Rewrite the lines of the items below, starting at the line that contains "Put a dot on each instance of the black" and continuing through the final line of the items, with all requests included. Scale every answer coordinate by 0.65, rounding to whole numbers with halves going up, keep the requests and their format samples unchanged, and return only those lines.

##### Extracted data #####

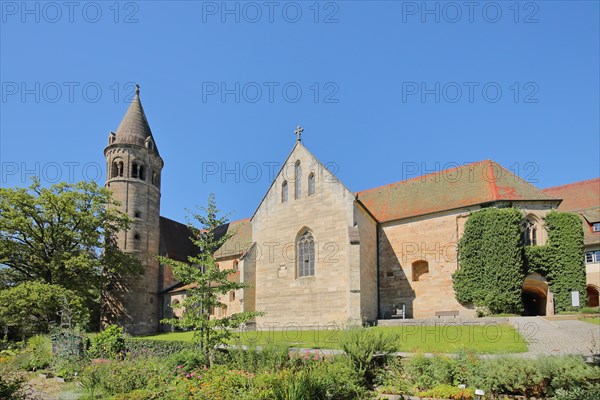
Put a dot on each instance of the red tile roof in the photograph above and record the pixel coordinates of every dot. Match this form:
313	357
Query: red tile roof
463	186
583	198
584	195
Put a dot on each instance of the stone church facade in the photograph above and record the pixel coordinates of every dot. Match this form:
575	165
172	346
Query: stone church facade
316	253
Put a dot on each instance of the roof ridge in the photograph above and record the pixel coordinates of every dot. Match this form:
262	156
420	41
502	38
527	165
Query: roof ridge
426	175
584	182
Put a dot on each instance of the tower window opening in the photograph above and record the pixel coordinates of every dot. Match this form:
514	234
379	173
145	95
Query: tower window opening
117	169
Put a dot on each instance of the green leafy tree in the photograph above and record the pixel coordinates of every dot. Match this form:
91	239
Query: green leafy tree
491	270
207	284
33	307
62	235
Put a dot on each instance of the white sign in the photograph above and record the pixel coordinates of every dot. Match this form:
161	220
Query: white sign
575	299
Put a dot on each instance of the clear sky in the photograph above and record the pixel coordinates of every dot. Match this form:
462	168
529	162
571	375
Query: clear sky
385	90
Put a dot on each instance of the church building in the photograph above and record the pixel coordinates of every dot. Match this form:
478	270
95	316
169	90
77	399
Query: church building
315	253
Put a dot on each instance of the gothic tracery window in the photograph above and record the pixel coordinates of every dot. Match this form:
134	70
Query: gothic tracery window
298	179
305	249
284	192
530	233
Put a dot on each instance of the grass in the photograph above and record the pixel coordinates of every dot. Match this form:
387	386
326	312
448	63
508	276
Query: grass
484	339
592	320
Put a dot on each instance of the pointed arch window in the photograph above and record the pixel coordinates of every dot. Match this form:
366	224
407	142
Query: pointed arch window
298	179
138	171
530	232
284	192
117	169
305	249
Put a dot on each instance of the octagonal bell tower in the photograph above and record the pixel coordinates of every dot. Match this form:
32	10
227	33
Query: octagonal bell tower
133	172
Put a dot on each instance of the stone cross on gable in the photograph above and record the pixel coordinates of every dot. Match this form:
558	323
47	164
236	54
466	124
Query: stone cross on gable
298	132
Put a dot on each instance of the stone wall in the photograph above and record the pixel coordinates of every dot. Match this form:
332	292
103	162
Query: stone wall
276	225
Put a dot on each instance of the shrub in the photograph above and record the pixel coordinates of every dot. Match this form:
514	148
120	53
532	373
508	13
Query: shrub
36	355
114	377
509	376
585	392
11	388
187	360
270	358
362	347
154	348
109	343
566	372
448	392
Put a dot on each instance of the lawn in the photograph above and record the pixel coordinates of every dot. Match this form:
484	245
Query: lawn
592	320
485	339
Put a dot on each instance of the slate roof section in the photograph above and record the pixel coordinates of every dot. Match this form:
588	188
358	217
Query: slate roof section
578	196
467	185
134	128
582	198
175	240
239	242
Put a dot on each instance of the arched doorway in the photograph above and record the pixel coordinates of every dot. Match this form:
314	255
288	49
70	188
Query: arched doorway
592	296
535	295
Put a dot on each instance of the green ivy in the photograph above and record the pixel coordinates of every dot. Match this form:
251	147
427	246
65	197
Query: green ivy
561	260
491	270
494	262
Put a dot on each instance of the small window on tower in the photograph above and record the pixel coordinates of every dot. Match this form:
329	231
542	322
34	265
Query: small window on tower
311	184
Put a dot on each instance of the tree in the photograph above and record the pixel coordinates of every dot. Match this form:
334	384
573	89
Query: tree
62	235
32	307
207	283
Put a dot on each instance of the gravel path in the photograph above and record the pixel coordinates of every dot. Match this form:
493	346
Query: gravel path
553	337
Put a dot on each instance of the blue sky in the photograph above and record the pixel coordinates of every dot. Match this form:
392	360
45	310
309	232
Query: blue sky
386	90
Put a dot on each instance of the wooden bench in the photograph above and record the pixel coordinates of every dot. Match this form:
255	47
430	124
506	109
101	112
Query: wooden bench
452	313
399	312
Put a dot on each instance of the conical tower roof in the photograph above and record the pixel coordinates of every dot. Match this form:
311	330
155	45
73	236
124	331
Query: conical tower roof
134	128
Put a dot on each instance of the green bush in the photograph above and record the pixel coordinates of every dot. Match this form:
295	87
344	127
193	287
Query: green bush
109	343
366	350
154	348
269	358
12	388
585	392
448	392
187	360
36	355
116	377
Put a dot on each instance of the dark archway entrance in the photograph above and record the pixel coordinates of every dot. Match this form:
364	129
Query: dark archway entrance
535	295
592	296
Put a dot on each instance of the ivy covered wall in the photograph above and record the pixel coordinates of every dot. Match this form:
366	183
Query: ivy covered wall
562	259
494	263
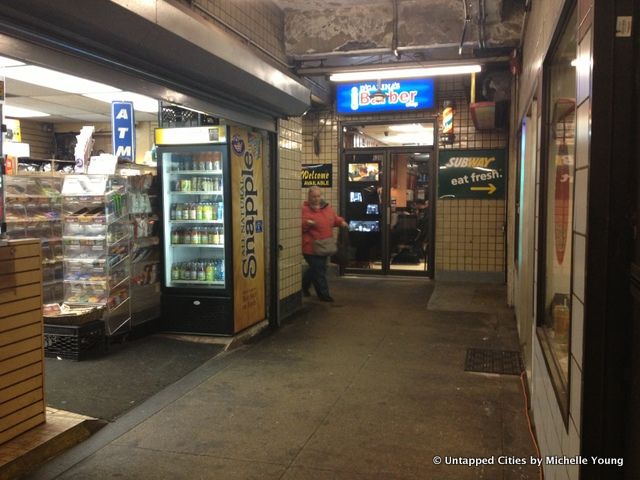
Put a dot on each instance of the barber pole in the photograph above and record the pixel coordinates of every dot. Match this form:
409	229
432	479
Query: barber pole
447	123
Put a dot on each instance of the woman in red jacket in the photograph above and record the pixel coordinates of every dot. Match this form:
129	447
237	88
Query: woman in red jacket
318	220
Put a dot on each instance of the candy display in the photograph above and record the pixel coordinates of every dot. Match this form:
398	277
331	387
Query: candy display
96	241
33	205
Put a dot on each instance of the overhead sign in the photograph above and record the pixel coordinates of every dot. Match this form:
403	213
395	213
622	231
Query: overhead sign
387	96
475	174
319	175
124	131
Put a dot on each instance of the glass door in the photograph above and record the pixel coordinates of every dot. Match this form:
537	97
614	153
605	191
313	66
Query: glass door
409	226
193	211
387	204
364	208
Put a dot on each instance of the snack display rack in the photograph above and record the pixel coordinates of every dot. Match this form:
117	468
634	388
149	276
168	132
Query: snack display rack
145	248
96	242
33	206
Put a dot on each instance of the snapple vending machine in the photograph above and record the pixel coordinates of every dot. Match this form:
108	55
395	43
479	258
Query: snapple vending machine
213	278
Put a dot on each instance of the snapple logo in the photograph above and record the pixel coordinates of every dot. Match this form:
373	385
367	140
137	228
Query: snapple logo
238	145
248	216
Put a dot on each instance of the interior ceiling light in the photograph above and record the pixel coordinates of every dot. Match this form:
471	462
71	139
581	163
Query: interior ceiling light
397	73
56	80
17	112
141	103
9	62
407	127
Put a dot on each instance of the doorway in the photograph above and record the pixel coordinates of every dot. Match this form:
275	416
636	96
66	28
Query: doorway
387	201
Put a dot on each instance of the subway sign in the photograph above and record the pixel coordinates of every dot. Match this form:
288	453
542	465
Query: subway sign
397	96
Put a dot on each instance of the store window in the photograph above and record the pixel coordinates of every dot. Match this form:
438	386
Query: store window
554	317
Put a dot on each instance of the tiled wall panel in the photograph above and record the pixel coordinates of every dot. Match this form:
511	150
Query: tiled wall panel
290	157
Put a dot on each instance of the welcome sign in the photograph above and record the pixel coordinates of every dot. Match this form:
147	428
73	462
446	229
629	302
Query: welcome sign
397	95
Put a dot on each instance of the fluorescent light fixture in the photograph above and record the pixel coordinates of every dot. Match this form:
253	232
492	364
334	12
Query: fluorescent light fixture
9	62
141	103
17	112
56	80
407	127
398	73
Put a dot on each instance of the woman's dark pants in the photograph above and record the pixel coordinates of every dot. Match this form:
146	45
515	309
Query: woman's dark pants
316	274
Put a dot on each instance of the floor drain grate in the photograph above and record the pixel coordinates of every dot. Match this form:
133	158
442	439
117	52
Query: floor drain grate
493	361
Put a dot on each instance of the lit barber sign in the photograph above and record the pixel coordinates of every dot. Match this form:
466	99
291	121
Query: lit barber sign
385	96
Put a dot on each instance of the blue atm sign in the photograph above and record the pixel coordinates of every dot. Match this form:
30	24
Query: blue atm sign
124	133
399	95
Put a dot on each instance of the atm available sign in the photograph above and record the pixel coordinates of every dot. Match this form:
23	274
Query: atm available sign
475	174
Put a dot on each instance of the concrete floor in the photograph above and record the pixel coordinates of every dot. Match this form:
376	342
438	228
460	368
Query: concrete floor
370	387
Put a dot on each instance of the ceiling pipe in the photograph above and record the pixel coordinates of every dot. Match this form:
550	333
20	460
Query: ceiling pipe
467	19
394	40
240	34
482	18
327	70
373	51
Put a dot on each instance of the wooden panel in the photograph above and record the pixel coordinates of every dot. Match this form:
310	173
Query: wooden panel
17	334
20	278
20	347
21	306
21	319
21	428
16	363
27	248
21	375
10	266
18	293
25	386
21	415
21	339
21	402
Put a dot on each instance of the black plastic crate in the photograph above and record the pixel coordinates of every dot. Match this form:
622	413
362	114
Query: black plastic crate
75	342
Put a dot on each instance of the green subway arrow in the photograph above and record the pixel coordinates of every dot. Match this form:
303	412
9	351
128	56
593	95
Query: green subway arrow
490	189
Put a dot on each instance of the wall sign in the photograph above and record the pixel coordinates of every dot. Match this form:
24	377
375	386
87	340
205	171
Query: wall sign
399	95
317	174
475	174
123	131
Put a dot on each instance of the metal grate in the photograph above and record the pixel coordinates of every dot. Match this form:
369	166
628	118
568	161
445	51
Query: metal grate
174	116
493	361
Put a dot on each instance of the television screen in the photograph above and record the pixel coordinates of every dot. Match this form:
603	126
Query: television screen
364	172
355	196
364	226
372	209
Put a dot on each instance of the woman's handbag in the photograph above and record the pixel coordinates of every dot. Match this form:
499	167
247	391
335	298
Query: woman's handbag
325	247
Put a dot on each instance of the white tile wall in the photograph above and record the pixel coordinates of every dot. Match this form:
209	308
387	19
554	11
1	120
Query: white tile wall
580	198
579	258
555	438
290	157
583	133
577	328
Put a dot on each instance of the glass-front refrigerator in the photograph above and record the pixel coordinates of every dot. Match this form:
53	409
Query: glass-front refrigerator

#####

Result for this exercise →
Put a dot on each instance of the black plastic crate in the photograph above and record the pixel coordinates of every dot. Match this form:
622	413
362	114
Query: black plastic crate
49	222
Put a dot on each instance of the green subway arrow in the photograph above and record the pixel coordinates of every dot. Match this form:
303	412
9	351
128	56
593	95
Query: green subway arrow
319	123
Put a dot on each instance of the wall sign in the photograph above and record the pixel coordinates of every dot. Match this form:
24	377
375	386
87	340
205	171
Query: wall sign
259	62
206	113
309	113
80	85
Put a dot on each instance of the metal grate in the photograph above and record the pixel coordinates of every dot. Match this form:
369	166
628	118
568	161
445	51
Query: metal grate
113	75
320	235
Put a dot on each instance of the television screen in the photograph above and record the pixel coordinates of every dot. Match this form:
603	126
Query: television screen
237	112
231	127
237	147
242	136
Put a dot on each instance of the woman's handbag in the photograph above and record the pixel coordinates of every dot. Match this form:
499	167
247	391
335	298
Query: woman's handbag
211	161
Put a dot on each instance of the white tile wall in the photograph above and record the pixel coordinates of every dot. Match this form:
209	308
387	19
554	11
1	120
Query: white tile wall
377	129
376	168
361	285
189	102
379	86
375	213
Put a dot on each instance of the glass-front refrigerator in the photograph above and record the pixel coordinates of every dot. Match this form:
53	409
Query: glass-front refrigerator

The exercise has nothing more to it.